[Problem] What you return must match the data below exactly, minus any pictures.
***
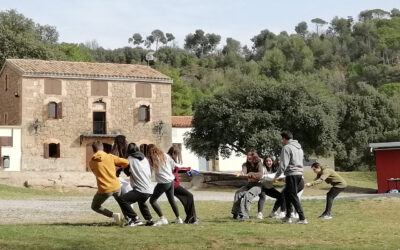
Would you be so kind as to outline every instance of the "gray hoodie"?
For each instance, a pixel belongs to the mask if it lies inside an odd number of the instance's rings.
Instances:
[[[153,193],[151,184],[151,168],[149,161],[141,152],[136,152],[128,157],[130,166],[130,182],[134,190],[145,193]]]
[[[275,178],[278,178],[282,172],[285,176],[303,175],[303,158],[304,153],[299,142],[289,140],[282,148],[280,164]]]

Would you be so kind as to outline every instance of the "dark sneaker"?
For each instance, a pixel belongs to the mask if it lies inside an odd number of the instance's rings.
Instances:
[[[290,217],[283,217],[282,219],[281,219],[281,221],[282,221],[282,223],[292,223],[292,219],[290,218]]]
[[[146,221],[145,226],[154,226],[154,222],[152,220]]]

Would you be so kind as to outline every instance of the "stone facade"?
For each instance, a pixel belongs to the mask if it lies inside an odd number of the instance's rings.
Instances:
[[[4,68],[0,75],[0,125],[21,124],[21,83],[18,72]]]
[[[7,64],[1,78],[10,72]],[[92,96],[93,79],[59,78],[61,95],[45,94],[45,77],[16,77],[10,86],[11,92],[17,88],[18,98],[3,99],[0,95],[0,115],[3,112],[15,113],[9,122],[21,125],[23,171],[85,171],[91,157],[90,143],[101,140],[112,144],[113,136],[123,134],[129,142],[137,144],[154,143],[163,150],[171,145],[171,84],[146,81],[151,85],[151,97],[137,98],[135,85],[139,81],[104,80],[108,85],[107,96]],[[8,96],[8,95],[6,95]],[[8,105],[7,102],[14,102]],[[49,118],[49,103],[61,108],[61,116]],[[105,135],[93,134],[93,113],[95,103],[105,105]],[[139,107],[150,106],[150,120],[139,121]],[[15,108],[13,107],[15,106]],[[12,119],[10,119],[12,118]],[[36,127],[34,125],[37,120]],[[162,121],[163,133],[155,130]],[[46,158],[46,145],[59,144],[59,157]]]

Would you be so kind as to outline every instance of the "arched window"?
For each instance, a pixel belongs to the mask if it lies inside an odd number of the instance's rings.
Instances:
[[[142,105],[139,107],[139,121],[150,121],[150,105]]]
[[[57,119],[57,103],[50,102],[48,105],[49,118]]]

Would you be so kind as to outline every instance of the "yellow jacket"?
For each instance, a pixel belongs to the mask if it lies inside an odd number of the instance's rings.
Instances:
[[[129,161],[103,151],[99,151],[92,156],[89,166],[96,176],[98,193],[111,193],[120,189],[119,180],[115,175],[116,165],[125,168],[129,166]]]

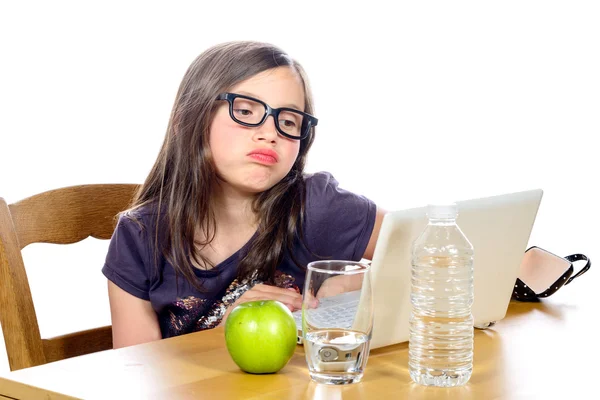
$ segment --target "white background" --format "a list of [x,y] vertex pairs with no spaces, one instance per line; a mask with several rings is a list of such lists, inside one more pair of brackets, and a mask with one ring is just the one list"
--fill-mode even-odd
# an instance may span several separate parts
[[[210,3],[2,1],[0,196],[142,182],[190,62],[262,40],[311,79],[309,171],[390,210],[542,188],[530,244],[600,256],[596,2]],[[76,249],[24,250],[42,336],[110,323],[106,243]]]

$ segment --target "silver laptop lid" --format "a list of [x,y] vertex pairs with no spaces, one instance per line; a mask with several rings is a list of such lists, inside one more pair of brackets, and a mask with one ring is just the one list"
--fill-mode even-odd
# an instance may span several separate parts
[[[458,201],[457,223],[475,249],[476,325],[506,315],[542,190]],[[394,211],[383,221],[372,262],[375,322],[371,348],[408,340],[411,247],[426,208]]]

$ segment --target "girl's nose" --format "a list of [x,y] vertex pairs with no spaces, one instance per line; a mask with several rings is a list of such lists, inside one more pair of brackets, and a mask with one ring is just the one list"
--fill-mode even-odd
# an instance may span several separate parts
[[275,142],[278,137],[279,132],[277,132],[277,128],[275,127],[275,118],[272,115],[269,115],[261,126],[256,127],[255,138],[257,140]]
***
[Output]
Would you be so kind as to outline every instance of the "gray hoodie"?
For each instance, a pixel belongs to the mask if it lies inside an odd number of the instance's rings.
Instances:
[[[153,193],[151,184],[151,168],[149,161],[141,152],[136,152],[128,157],[130,166],[130,182],[134,190],[145,193]]]
[[[275,178],[278,178],[282,172],[285,176],[303,175],[303,158],[304,153],[299,142],[289,140],[282,148],[280,164]]]

Would you be so kind as to outline every instance of the "dark sneaker"?
For each instance, a pixel belongs to the mask if it lies inside an odd number of the instance's rings.
Instances:
[[[290,217],[283,217],[282,219],[281,219],[281,221],[282,221],[282,223],[292,223],[292,219],[290,218]]]
[[[146,221],[145,226],[154,226],[154,222],[152,220]]]

Would you be so kind as to outline every instance of the "stone facade"?
For each instance, a pixel belongs to the mask if it lies inside an odd number of the instance's rings.
Instances:
[[[4,68],[0,75],[0,125],[21,124],[21,83],[18,72]]]
[[[7,64],[1,78],[10,72]],[[92,96],[93,79],[59,78],[61,95],[45,94],[45,77],[16,77],[10,86],[11,92],[17,88],[18,98],[3,99],[0,95],[0,115],[3,112],[15,113],[9,122],[21,125],[23,171],[85,171],[91,157],[90,143],[101,140],[112,144],[113,136],[123,134],[129,142],[137,144],[154,143],[163,150],[171,145],[171,84],[146,81],[151,85],[151,97],[137,98],[135,85],[139,81],[104,80],[108,85],[107,96]],[[8,96],[8,95],[6,95]],[[8,105],[7,102],[14,102]],[[49,118],[49,103],[61,108],[61,116]],[[105,135],[93,134],[93,113],[95,103],[105,105]],[[139,107],[150,106],[150,120],[139,121]],[[15,108],[13,107],[15,106]],[[12,119],[10,119],[12,118]],[[36,127],[34,125],[37,120]],[[162,121],[163,133],[155,130]],[[46,158],[46,145],[59,144],[59,157]]]

Would you be so kind as to outline every instance of the "arched window"?
For each instance, a pixel belongs to the mask if it lies inside an odd number of the instance's rings.
Instances:
[[[142,105],[139,107],[139,121],[150,121],[150,105]]]
[[[57,119],[57,103],[50,102],[48,105],[49,118]]]

Would you be so kind as to outline every instance of the "yellow jacket"?
For each instance, a pixel belongs to the mask if it lies inside an odd number of the instance's rings.
Instances:
[[[129,161],[103,151],[99,151],[92,156],[89,166],[96,176],[98,193],[111,193],[120,189],[119,180],[115,175],[116,165],[125,168],[129,166]]]

$ segment --target "white background" --format "a list of [x,y] vertex pairs with no spaces, one instance per line; a mask with several rings is a list of such lists, inside one more pair of brackets, and a mask with one ring is just the one list"
--fill-mode even-odd
# an instance may span several separate parts
[[[210,3],[2,1],[0,196],[142,182],[190,62],[262,40],[311,79],[309,171],[390,210],[542,188],[530,244],[600,256],[596,2]],[[76,249],[24,250],[42,336],[110,323],[106,243]]]

$ segment --target "silver laptop lid" --format "a list of [x,y] vertex pairs with no spaces, one instance per line; a mask with several rings is a list of such lists, inside one more pair of brackets, and a mask with one ring is just the one list"
--fill-mode even-odd
# an instance may span several separate parts
[[[458,201],[457,223],[475,249],[476,325],[506,315],[542,190]],[[394,211],[383,221],[372,262],[375,322],[371,348],[408,340],[411,247],[426,208]]]

$ segment --target "girl's nose" --format "a list of [x,y] vertex pairs with no spaces, one instance per line; a mask with several rings is a list of such lists, inside one more pair of brackets, and a mask with one ring is just the one list"
--fill-mode even-odd
# an instance may span several separate parts
[[275,142],[278,137],[279,132],[277,132],[277,128],[275,127],[275,118],[272,115],[269,115],[261,126],[256,127],[255,138],[257,140]]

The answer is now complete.